## WHAT YOU ARE ASKED TO DO
Please format only the entry lines below that run from the line that has "what: paved street" through the line that has "(291, 6), (298, 12)" as a JSON list of strings, one string per line. Include both of those lines and leave out any blank lines.

## GIVEN RECORDS

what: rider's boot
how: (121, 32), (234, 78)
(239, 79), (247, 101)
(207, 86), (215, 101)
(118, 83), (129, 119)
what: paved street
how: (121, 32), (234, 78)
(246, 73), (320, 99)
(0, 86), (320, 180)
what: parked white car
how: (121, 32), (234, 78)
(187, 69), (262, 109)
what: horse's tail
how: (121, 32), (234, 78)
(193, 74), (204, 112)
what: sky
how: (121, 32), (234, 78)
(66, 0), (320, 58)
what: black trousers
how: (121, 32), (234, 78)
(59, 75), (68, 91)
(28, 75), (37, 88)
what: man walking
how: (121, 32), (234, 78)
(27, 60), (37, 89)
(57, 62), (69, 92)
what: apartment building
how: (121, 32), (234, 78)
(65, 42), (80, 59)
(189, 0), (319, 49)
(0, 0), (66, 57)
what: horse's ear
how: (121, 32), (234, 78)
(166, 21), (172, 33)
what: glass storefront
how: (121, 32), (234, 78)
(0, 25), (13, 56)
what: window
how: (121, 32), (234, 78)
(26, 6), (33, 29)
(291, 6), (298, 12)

---

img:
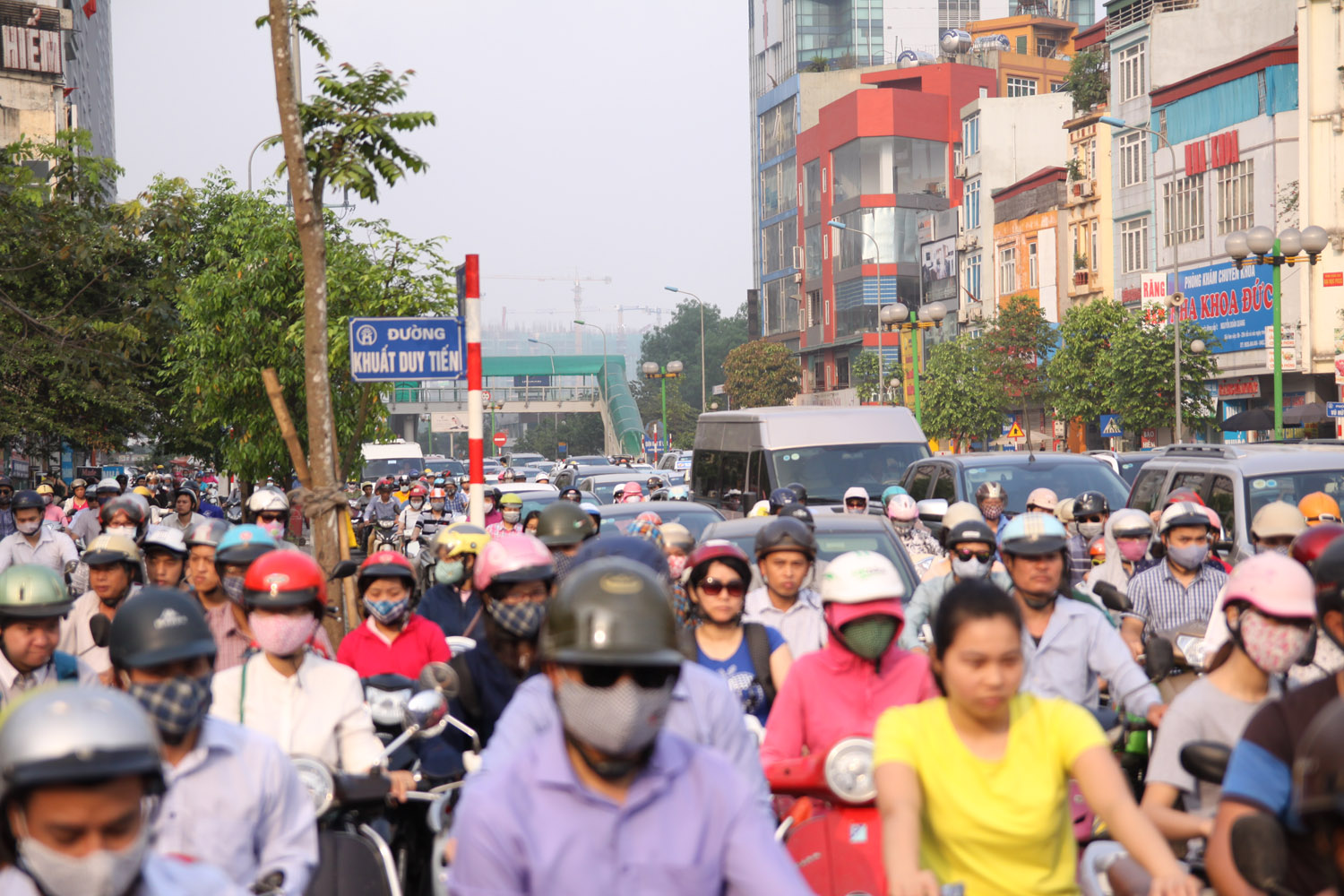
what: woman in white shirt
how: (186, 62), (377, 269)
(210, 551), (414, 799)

## FINAL RESULT
[
  "what: paved street",
  "how: (121, 32), (234, 78)",
  "(246, 73), (320, 99)",
  "(0, 86), (320, 180)",
  "what: parked white car",
  "how: (121, 32), (234, 78)",
  "(187, 69), (262, 109)",
  "what: horse's tail",
  "how: (121, 32), (234, 78)",
  "(193, 74), (204, 112)",
  "what: sky",
  "how: (121, 32), (234, 78)",
  "(66, 0), (320, 58)",
  "what: black trousers",
  "how: (121, 32), (234, 78)",
  "(59, 75), (68, 91)",
  "(28, 75), (37, 88)",
  "what: man walking",
  "how: (121, 32), (234, 78)",
  "(27, 60), (37, 89)",
  "(57, 62), (69, 92)",
  "what: apartment building",
  "how: (121, 32), (234, 78)",
  "(65, 42), (80, 59)",
  "(189, 0), (319, 49)",
  "(0, 0), (66, 57)",
  "what: horse's ear",
  "how: (121, 32), (234, 78)",
  "(166, 21), (172, 33)",
  "what: glass storefront",
  "how: (121, 32), (234, 78)",
  "(0, 25), (13, 56)",
  "what: window",
  "how: (121, 32), (234, 78)",
  "(26, 6), (33, 29)",
  "(291, 6), (298, 12)"
]